None of this would be happening if they were men.
Because there are no "men's issues" blogs. There are "issues" blogs and "women's issues" blogs. Imagine for a second that Ross Douthat and Joshua Michael Marshall and Reihan Salaam were invited to an event called "Thinking and Drinking." Would their sex lives EVER be on the table as discussable? Would their behavior from college? No, and partly because they didn't put these issues there. They, like their "old media" counterparts, Leon Wiseltier and Sy Hersh et al, talk about the election and the economy and the environment, while Sandra Tsing Loh and Caitlin Flanagan and Judith Warner talk about their children and their sex lives. When 2nd-wave feminists coined the phrase "the personal is the political" I don't know if they intended it to be this kind of substitution.
Women get attention, lots of attention from people (including avid reader me) about their personal lives. It's interesting. I'm interested. In their STDs and tampon follies. In their visits to the ob/gyn and their heartbreaking breakups. But, I don't know what this attention all adds up to.

-*-*-

◆ **What is being asked**: From the commentary on women's issues blogs, copy word for word the part starting at "None of this" and ending at "kind of substitution.".

Image-grounded pointing data

-*-*-

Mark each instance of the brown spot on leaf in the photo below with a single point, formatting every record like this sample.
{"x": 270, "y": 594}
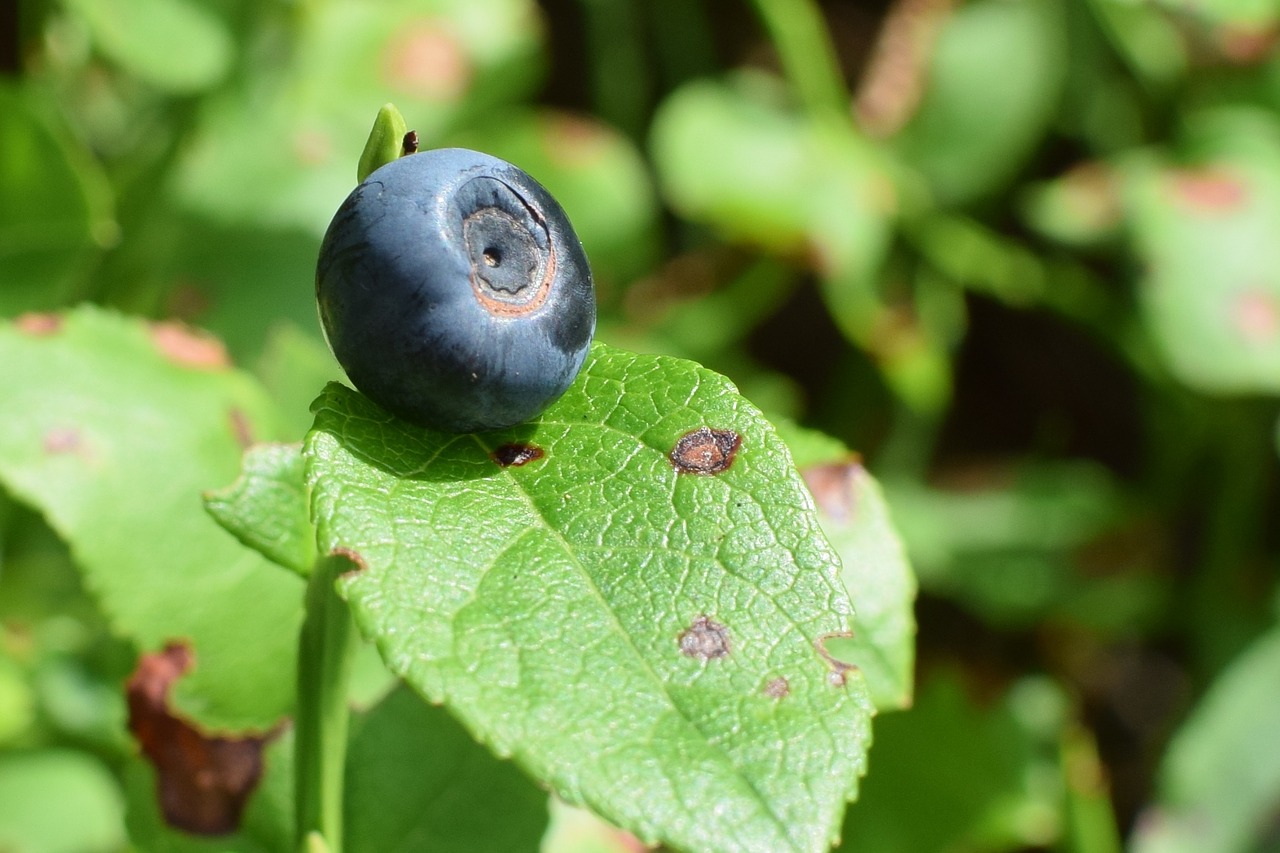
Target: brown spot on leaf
{"x": 895, "y": 77}
{"x": 355, "y": 557}
{"x": 241, "y": 428}
{"x": 517, "y": 454}
{"x": 202, "y": 780}
{"x": 833, "y": 488}
{"x": 40, "y": 324}
{"x": 705, "y": 638}
{"x": 63, "y": 439}
{"x": 190, "y": 347}
{"x": 1256, "y": 315}
{"x": 705, "y": 451}
{"x": 1246, "y": 45}
{"x": 840, "y": 670}
{"x": 408, "y": 145}
{"x": 428, "y": 60}
{"x": 1210, "y": 190}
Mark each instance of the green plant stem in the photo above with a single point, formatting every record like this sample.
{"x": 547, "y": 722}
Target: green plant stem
{"x": 325, "y": 652}
{"x": 799, "y": 33}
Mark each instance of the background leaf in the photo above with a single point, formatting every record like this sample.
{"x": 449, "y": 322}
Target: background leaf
{"x": 417, "y": 781}
{"x": 124, "y": 424}
{"x": 640, "y": 639}
{"x": 1211, "y": 295}
{"x": 1219, "y": 788}
{"x": 178, "y": 45}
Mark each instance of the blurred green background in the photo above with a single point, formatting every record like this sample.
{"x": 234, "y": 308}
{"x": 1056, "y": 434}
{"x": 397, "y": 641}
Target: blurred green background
{"x": 1023, "y": 255}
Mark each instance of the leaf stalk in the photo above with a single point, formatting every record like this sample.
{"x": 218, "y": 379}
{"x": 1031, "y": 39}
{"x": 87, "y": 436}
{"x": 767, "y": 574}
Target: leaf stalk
{"x": 327, "y": 647}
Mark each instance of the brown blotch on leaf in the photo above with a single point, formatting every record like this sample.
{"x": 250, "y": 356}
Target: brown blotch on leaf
{"x": 1210, "y": 190}
{"x": 204, "y": 781}
{"x": 705, "y": 638}
{"x": 186, "y": 346}
{"x": 353, "y": 557}
{"x": 833, "y": 488}
{"x": 1246, "y": 45}
{"x": 705, "y": 451}
{"x": 63, "y": 439}
{"x": 1256, "y": 315}
{"x": 777, "y": 688}
{"x": 516, "y": 454}
{"x": 241, "y": 428}
{"x": 840, "y": 670}
{"x": 896, "y": 73}
{"x": 428, "y": 59}
{"x": 39, "y": 324}
{"x": 408, "y": 145}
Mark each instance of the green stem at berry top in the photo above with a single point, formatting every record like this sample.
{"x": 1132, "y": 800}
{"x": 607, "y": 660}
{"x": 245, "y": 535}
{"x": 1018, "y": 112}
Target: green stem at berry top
{"x": 327, "y": 647}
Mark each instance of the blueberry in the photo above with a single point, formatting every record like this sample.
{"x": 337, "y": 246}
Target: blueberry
{"x": 453, "y": 291}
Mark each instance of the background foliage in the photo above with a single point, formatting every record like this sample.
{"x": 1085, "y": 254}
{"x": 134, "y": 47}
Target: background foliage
{"x": 1018, "y": 254}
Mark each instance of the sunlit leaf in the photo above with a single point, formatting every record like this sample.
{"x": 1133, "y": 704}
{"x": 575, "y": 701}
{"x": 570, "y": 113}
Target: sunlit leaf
{"x": 631, "y": 596}
{"x": 118, "y": 428}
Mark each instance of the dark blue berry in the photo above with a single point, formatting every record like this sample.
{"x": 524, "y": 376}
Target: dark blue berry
{"x": 455, "y": 293}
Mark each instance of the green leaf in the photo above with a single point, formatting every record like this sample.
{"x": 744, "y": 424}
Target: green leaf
{"x": 731, "y": 156}
{"x": 876, "y": 571}
{"x": 58, "y": 801}
{"x": 266, "y": 507}
{"x": 118, "y": 429}
{"x": 1203, "y": 233}
{"x": 54, "y": 210}
{"x": 983, "y": 780}
{"x": 576, "y": 830}
{"x": 442, "y": 62}
{"x": 995, "y": 78}
{"x": 176, "y": 45}
{"x": 417, "y": 781}
{"x": 385, "y": 142}
{"x": 1217, "y": 783}
{"x": 640, "y": 639}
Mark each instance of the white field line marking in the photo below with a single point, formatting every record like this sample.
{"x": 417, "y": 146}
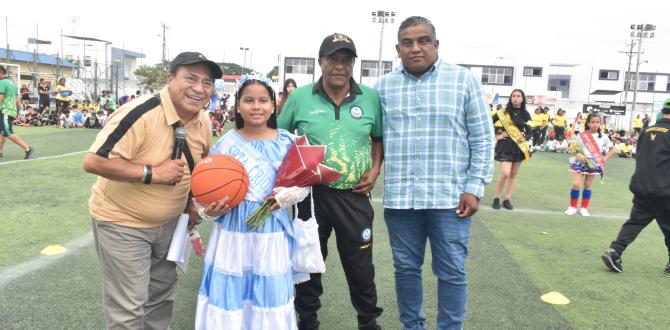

-*-*-

◆ **The completed task**:
None of this would be happening if they were men.
Because there are no "men's issues" blogs. There are "issues" blogs and "women's issues" blogs. Imagine for a second that Ross Douthat and Joshua Michael Marshall and Reihan Salaam were invited to an event called "Thinking and Drinking." Would their sex lives EVER be on the table as discussable? Would their behavior from college? No, and partly because they didn't put these issues there. They, like their "old media" counterparts, Leon Wiseltier and Sy Hersh et al, talk about the election and the economy and the environment, while Sandra Tsing Loh and Caitlin Flanagan and Judith Warner talk about their children and their sex lives. When 2nd-wave feminists coined the phrase "the personal is the political" I don't know if they intended it to be this kind of substitution.